++++ Text block ++++

Ketamine was previously used as an anesthetic in operating rooms and on battlefields. However, recent research has proven that it contains anti-depressive properties. Ketamine infusion therapy rapidly reduces life-threatening acts and thoughts and relieves other depression symptoms. This medication is also effective in treating depression that combines with anxiety. The U.S. Food and Drug Administration (FDA) has approved a ketamine nasal spray medication for treatment-resistant depression. Ketamine is also sometimes prescribed to treat psychiatric disorders such as post-traumatic stress disorder (PTSD), bipolar disorder, and major depressive disorder (MDD); it is also helpful for chronic and post-operative pain management.
How it is Administered
Administration of ketamine infusion therapy in the management of psychiatric disorders is through a single or a cycle of infusions. It is a non-competitive N-methyl-D-aspartate (NMDA) receptor antagonist, which has been in use to induce and maintain anesthesia. Due to the increasing availability of ketamine infusion clinics among healthcare facilities, mental health personnel provide ketamine therapy services to people with medication-resistant and chronic mental health disorders.
If the standard treatment fails, intravenous (IV) ketamine therapy may be considered for chronic pain management and psychiatric disorders. A derivative of ketamine, esketamine nasal spray, has separately been approved for treatment-resistant depression by the FDA.

++++ Listed records ++++

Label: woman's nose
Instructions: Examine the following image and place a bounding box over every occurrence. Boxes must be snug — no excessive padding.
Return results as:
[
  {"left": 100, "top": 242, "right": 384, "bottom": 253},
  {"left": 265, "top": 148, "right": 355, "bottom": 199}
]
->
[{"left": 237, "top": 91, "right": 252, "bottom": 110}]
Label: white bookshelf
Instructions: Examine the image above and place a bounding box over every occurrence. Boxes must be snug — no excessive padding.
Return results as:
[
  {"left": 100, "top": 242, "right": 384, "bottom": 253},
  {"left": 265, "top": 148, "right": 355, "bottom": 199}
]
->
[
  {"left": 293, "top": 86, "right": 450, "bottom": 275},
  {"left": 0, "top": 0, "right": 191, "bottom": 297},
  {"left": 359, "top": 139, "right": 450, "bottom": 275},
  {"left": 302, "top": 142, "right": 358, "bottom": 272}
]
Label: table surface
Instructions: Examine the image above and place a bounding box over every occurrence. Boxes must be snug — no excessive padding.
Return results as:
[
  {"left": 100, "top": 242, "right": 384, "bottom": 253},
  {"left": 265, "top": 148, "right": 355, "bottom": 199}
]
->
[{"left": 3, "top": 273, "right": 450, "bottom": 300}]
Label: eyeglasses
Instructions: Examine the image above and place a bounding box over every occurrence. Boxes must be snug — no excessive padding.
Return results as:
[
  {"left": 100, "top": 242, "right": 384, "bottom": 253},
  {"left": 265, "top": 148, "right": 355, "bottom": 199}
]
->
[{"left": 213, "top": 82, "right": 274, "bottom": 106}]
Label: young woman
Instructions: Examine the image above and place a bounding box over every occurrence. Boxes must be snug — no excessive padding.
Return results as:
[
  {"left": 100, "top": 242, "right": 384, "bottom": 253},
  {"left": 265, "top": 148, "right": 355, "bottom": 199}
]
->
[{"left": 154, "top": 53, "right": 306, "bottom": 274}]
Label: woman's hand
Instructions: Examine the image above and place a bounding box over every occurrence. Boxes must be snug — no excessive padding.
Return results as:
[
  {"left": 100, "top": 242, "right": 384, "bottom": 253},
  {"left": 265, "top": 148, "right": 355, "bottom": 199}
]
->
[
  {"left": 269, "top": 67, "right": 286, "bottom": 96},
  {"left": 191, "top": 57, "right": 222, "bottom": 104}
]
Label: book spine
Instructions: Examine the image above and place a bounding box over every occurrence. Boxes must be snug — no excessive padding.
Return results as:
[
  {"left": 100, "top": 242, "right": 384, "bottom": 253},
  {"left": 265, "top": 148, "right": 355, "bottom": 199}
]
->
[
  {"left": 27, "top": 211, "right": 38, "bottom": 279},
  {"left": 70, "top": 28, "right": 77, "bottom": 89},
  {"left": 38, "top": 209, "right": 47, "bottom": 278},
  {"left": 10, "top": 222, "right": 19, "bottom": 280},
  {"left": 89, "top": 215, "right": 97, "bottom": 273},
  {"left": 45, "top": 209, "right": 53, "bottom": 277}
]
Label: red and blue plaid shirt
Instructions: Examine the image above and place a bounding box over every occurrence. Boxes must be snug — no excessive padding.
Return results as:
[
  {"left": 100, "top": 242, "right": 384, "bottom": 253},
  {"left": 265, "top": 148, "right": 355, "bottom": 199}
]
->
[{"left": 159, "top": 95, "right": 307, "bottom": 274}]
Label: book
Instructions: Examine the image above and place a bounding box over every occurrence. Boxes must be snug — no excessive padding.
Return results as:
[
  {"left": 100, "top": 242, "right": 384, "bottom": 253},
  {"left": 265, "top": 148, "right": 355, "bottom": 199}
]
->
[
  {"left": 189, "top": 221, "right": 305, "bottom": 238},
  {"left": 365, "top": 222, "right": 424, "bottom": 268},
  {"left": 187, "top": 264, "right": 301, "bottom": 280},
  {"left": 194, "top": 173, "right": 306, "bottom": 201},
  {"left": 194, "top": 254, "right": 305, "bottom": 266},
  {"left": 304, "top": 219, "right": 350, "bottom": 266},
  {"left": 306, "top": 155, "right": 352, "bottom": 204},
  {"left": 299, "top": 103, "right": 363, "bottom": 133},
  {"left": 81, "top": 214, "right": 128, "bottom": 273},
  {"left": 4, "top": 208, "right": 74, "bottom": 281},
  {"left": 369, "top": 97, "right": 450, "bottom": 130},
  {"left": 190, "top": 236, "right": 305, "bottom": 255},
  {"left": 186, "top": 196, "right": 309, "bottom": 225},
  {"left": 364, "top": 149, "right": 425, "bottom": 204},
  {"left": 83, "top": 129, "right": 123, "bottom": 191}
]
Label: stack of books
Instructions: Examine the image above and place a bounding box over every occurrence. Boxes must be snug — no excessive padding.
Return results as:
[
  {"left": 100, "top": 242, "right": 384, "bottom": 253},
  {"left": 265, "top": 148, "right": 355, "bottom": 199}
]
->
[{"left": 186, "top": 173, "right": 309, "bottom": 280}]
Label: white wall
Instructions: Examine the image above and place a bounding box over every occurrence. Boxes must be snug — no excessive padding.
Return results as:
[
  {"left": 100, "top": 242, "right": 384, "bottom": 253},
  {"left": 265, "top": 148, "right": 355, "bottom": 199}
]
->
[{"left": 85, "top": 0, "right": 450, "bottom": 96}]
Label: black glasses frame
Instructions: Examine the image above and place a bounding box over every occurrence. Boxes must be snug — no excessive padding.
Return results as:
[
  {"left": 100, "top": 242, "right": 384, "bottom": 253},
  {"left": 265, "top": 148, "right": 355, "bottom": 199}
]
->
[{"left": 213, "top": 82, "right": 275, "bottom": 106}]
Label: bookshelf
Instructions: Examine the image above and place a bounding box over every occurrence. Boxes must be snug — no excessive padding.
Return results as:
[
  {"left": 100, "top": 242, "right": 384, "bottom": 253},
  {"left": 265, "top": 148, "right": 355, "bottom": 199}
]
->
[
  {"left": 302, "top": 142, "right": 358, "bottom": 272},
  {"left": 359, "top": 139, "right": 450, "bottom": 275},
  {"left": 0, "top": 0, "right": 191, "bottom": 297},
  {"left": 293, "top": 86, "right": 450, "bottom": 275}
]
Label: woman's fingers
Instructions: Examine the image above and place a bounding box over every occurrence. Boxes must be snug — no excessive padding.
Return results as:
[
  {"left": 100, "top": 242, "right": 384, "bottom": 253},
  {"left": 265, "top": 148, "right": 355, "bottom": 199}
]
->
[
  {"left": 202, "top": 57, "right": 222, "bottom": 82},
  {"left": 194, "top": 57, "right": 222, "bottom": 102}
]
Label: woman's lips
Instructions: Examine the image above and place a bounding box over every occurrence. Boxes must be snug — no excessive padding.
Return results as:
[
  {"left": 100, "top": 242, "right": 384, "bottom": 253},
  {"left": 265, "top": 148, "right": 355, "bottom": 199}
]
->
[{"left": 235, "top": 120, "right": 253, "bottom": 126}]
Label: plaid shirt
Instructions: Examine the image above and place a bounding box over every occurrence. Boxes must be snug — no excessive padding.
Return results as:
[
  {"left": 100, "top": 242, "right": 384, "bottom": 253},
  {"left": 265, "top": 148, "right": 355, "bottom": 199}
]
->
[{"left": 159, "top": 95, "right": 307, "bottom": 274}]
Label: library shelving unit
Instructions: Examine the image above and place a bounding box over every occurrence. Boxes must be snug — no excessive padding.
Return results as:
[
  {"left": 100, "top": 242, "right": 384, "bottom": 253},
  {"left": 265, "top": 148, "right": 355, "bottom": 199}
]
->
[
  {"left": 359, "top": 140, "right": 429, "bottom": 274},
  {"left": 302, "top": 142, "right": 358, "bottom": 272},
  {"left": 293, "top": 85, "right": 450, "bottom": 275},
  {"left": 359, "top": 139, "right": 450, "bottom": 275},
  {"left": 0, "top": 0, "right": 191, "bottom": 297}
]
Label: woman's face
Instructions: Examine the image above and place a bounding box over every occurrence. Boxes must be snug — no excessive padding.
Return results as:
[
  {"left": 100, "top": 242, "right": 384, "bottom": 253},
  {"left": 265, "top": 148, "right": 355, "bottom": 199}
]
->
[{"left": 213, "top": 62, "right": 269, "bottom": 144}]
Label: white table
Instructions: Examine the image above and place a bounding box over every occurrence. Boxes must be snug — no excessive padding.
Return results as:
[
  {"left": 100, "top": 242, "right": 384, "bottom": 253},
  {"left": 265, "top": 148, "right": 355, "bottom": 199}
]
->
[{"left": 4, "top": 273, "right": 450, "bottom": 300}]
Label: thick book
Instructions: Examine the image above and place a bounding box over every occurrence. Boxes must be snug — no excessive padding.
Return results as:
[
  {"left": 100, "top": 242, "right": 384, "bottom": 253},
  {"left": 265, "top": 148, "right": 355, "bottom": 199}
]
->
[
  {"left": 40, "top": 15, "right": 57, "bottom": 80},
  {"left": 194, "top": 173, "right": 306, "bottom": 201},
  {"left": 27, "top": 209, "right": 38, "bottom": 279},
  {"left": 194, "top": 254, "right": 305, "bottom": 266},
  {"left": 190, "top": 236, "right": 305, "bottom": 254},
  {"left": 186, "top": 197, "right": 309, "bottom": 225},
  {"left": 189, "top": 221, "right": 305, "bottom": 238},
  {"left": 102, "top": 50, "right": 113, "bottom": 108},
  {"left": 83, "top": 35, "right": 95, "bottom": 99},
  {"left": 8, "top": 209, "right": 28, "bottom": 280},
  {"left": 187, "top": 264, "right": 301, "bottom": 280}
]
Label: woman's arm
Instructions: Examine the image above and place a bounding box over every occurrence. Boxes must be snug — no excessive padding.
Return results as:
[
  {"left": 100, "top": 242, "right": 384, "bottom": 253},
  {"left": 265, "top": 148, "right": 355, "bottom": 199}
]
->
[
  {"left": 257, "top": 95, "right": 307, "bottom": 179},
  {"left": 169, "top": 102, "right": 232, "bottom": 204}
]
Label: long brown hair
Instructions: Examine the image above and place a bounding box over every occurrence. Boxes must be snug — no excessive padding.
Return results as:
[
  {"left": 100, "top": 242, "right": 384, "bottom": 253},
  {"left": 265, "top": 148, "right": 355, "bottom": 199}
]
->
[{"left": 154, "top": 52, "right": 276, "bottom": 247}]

++++

Continue the text on ketamine infusion therapy from where it stops.

» Task result
How it Works
Ketamine exerts an antidepressant outcome through a new mechanism to help people manage depression successfully where other treatments have failed. It targets NMDA receptors in the patient’s brain. When ketamine binds to these receptors, it increases the amount of a neurotransmitter known as glutamate located in the spaces between neurons. After that, glutamate activates connections in the AMPA receptor. The activation of AMPA receptors and the initial blockade of NMDA receptors result in the release of molecules that assist the communication of neurons amongst themselves along new pathways. This process is known as synaptogenesis, and it affects cognition, thought patterns, and mood. Ketamine infusion therapy can influence depression by reducing signals related to inflammation that is linked to mood disorders. It can also facilitate communication with particular areas in the brain.
Benefits of Ketamine Infusion Therapy
- Works fast to relieve depressive symptoms as it stimulates a fast increase in glutamate
- Ketamine infusions encourage beneficial changes to the brain leading to lasting symptoms relief within a single treatment cycle.
Risks Associated with Ketamine Infusion Therapy
- High blood pressure
- Perceptual disturbances
- Blurry vision
- Disassociation (out-of-body experiences)
- Like other opioids, you can be addicted to ketamine. If you have previously had problems with substance abuse, such as drugs or alcohol, you should weigh your options with your doctor on the viability of ketamine for you.
Ketamine Therapy Considerations
Ketamine infusion therapy should be administered to:
- People with moderate to severe depression
- People with confirmed bipolar disorder diagnosis (with controlled mood stabilization)
- People with personality disorders, so long as they can engage in therapy and manage infusions
People with a history of psychosis, increased intracranial pressure, uncontrolled hypertension, unstable or acute cardiovascular disease, and pregnant women should not undergo ketamine infusion therapy.
When using ketamine to treat depression, the patient receives a lower dose than what is administered for anesthesia.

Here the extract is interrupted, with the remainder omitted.